## [REQUIREMENT]
Repeat the data below exactly, dropping any pictures it holds.

>> begin

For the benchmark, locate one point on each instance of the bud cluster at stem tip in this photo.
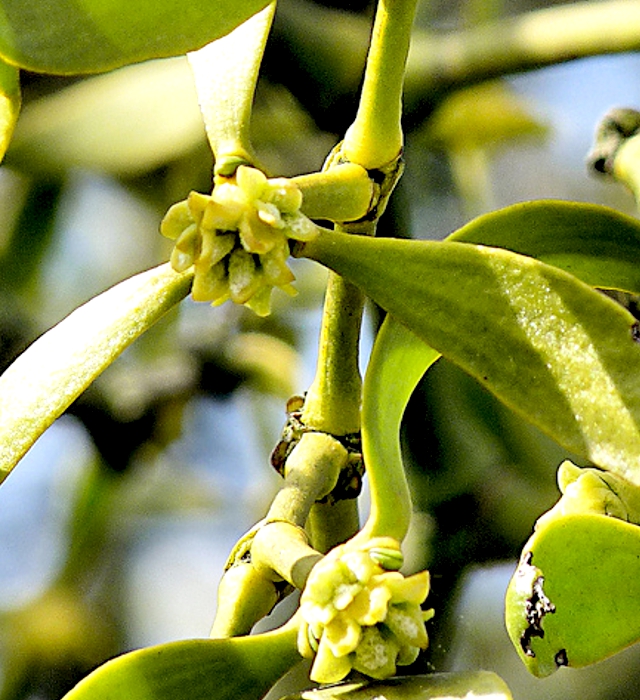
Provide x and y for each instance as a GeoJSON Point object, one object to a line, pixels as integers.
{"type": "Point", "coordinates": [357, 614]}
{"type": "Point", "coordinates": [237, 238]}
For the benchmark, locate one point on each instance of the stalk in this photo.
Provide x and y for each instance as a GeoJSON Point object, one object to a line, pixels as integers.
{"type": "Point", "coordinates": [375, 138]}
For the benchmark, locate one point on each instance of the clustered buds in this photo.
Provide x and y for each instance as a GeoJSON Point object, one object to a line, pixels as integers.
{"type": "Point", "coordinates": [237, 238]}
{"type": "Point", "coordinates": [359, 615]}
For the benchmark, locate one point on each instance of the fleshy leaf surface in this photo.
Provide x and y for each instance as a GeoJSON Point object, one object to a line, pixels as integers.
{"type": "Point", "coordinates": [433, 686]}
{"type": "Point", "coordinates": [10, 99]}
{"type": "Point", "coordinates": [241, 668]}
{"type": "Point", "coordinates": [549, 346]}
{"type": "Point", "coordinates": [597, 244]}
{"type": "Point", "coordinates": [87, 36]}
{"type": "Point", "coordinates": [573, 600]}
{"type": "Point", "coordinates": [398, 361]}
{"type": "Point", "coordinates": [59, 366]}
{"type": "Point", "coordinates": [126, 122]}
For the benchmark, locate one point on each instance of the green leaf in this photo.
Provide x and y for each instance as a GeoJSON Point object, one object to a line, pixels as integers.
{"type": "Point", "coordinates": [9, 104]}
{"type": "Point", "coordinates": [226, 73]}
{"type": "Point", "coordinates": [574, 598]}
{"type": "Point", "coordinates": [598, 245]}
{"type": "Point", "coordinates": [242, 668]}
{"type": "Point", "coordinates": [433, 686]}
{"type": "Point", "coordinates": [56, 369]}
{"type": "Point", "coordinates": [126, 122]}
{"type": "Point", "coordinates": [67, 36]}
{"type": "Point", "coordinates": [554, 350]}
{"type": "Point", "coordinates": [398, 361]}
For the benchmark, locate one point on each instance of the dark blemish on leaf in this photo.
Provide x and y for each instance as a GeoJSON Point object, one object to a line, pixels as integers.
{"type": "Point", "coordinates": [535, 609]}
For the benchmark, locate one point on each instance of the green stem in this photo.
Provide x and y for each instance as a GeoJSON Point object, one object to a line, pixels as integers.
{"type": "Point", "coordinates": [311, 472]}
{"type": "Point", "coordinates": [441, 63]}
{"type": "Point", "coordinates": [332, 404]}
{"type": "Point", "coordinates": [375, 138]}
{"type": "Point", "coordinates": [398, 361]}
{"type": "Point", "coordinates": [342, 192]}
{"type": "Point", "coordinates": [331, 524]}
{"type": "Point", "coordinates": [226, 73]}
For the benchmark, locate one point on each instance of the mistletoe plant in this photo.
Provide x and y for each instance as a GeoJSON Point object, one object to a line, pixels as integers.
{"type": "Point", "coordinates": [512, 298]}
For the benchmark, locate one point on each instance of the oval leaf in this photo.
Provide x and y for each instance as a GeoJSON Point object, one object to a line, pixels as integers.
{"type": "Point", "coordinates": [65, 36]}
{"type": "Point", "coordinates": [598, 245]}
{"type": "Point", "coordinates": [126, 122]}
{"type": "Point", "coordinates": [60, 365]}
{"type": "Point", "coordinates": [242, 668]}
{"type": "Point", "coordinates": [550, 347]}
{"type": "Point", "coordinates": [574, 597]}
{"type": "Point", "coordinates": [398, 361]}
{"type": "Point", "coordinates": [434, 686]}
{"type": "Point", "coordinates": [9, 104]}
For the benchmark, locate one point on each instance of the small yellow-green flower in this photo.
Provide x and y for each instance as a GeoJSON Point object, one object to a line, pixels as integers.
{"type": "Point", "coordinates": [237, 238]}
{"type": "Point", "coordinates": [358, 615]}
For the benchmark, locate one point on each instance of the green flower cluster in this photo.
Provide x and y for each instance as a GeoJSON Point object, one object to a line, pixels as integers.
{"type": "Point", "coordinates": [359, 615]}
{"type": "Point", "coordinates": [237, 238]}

>> end

## [RESPONSE BELOW]
For the benchmark, locate one point on each instance of the bud cluster at stem tip in this photo.
Provide x and y for each instance as a GeoJSON Point object, one object to a line, pixels as integers.
{"type": "Point", "coordinates": [357, 614]}
{"type": "Point", "coordinates": [237, 238]}
For the benchmark, locate one point on each instance of the stalk in this photo.
Provide x and y for each instance as a GeoJSON Point object, one object to a line, pixels as integers.
{"type": "Point", "coordinates": [375, 138]}
For the benchmark, locate one point on each instance of the clustered buds in this photo.
Provide x and y for each instance as a GeoJSON Point object, one object to a line, pixels as integers.
{"type": "Point", "coordinates": [237, 238]}
{"type": "Point", "coordinates": [359, 615]}
For the benchmark, locate one point on each instance of the fleshy leaf surface in this photo.
Provide x and y for each instance as a GeoJSON Point object, one object to a line, pixels as integers.
{"type": "Point", "coordinates": [433, 686]}
{"type": "Point", "coordinates": [10, 99]}
{"type": "Point", "coordinates": [241, 668]}
{"type": "Point", "coordinates": [549, 346]}
{"type": "Point", "coordinates": [597, 244]}
{"type": "Point", "coordinates": [87, 36]}
{"type": "Point", "coordinates": [573, 600]}
{"type": "Point", "coordinates": [398, 361]}
{"type": "Point", "coordinates": [59, 366]}
{"type": "Point", "coordinates": [126, 122]}
For the benchmark, locate one point on each instance of the green leaf in this photo.
Provide x and y for each instance as a GeoJSON Point object, one object to a line, pixels as integers.
{"type": "Point", "coordinates": [9, 104]}
{"type": "Point", "coordinates": [226, 73]}
{"type": "Point", "coordinates": [574, 598]}
{"type": "Point", "coordinates": [598, 245]}
{"type": "Point", "coordinates": [242, 668]}
{"type": "Point", "coordinates": [433, 686]}
{"type": "Point", "coordinates": [56, 369]}
{"type": "Point", "coordinates": [126, 122]}
{"type": "Point", "coordinates": [67, 36]}
{"type": "Point", "coordinates": [554, 350]}
{"type": "Point", "coordinates": [398, 361]}
For the benchmark, locate one point on each instance of the dark blemish on leaf in this photo.
Provide x and y for each instance as a GeoJSON Point object, one object to a line, pixels as integers.
{"type": "Point", "coordinates": [535, 609]}
For the benchmark, locate one point on each instance of the green stem in this photo.
Provide x and y for each instance as a GeoJSON Point object, one object to a line, pixels as integers.
{"type": "Point", "coordinates": [311, 472]}
{"type": "Point", "coordinates": [441, 63]}
{"type": "Point", "coordinates": [332, 404]}
{"type": "Point", "coordinates": [375, 138]}
{"type": "Point", "coordinates": [398, 361]}
{"type": "Point", "coordinates": [342, 192]}
{"type": "Point", "coordinates": [331, 524]}
{"type": "Point", "coordinates": [226, 73]}
For the benchmark, locate one point on each instance of the mistletoe plant in this photo.
Provide x and y for each instance as a GeoJSON Point object, one object to a line, pixels as integers.
{"type": "Point", "coordinates": [512, 298]}
For the benchmark, locate one point on each instance of the oval leaf in this photo.
Provide x and y for each instance as a GeoJSON Point object, one object to a line, pixels as integers.
{"type": "Point", "coordinates": [65, 36]}
{"type": "Point", "coordinates": [598, 245]}
{"type": "Point", "coordinates": [126, 122]}
{"type": "Point", "coordinates": [60, 365]}
{"type": "Point", "coordinates": [242, 668]}
{"type": "Point", "coordinates": [550, 347]}
{"type": "Point", "coordinates": [574, 597]}
{"type": "Point", "coordinates": [398, 361]}
{"type": "Point", "coordinates": [434, 686]}
{"type": "Point", "coordinates": [9, 104]}
For the benchmark, locate one point on each instance of the small yellow-green flower in this photo.
Provide x and y for each instance as a GeoJSON Point object, one object to a line, pixels as integers.
{"type": "Point", "coordinates": [237, 238]}
{"type": "Point", "coordinates": [358, 615]}
For the benchmark, locate one point on each instance of the green flower cluster in this photo.
Provide x and y for each instance as a GeoJSON Point object, one object to a line, pixels as integers.
{"type": "Point", "coordinates": [359, 615]}
{"type": "Point", "coordinates": [237, 238]}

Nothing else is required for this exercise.